DATA ROWS.
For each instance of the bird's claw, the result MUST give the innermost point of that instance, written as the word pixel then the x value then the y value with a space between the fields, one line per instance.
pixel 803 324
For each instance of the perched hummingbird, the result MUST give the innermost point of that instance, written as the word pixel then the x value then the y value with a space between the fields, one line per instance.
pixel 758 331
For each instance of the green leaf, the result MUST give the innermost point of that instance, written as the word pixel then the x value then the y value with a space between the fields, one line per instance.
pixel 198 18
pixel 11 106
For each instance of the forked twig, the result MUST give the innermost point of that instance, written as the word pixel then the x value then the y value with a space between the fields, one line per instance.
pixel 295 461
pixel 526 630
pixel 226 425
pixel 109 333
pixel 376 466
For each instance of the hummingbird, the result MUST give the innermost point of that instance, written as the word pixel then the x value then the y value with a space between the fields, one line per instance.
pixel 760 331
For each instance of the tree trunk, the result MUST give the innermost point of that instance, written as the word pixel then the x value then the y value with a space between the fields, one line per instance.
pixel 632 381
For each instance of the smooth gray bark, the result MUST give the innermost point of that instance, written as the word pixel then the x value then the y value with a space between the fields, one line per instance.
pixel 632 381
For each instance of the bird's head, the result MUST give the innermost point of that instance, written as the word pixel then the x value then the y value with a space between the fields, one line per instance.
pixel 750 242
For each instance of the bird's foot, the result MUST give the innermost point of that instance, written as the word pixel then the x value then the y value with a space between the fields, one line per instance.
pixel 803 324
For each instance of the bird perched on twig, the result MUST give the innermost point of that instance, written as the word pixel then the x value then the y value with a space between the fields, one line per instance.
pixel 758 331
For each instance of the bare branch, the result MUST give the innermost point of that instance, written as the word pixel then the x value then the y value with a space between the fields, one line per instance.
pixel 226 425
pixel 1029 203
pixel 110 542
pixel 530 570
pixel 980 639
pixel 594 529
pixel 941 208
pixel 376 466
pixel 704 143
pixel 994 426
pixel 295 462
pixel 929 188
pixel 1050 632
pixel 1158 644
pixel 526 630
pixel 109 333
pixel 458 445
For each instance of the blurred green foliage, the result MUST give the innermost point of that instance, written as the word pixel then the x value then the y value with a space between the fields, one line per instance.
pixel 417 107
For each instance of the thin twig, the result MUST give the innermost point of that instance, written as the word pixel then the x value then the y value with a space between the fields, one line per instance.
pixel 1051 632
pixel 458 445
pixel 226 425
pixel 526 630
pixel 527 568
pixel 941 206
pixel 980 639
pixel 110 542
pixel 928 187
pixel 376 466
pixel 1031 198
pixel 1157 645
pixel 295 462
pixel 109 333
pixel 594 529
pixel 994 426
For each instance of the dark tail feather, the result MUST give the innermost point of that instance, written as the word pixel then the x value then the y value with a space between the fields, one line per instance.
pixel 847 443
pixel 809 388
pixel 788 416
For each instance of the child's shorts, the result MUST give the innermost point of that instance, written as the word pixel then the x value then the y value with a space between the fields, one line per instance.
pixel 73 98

PROMPT.
Reproduce, character for character, the stretch of the material that opens with the line containing "For each instance of the forked" and closes with the line containing "pixel 760 331", both of those lines included.

OUTPUT BELOW.
For each instance of the forked twig, the result MUST give the innermost point of that instance, written as the word pixel then the x value then the y value with a space between the fields, one line per instance.
pixel 295 461
pixel 526 630
pixel 226 425
pixel 109 333
pixel 376 466
For each instance of the hummingbird, the result MUST give the innermost point of that instance, written as the word pixel then the x value then the y value with a space between the fields, one line per instance.
pixel 760 331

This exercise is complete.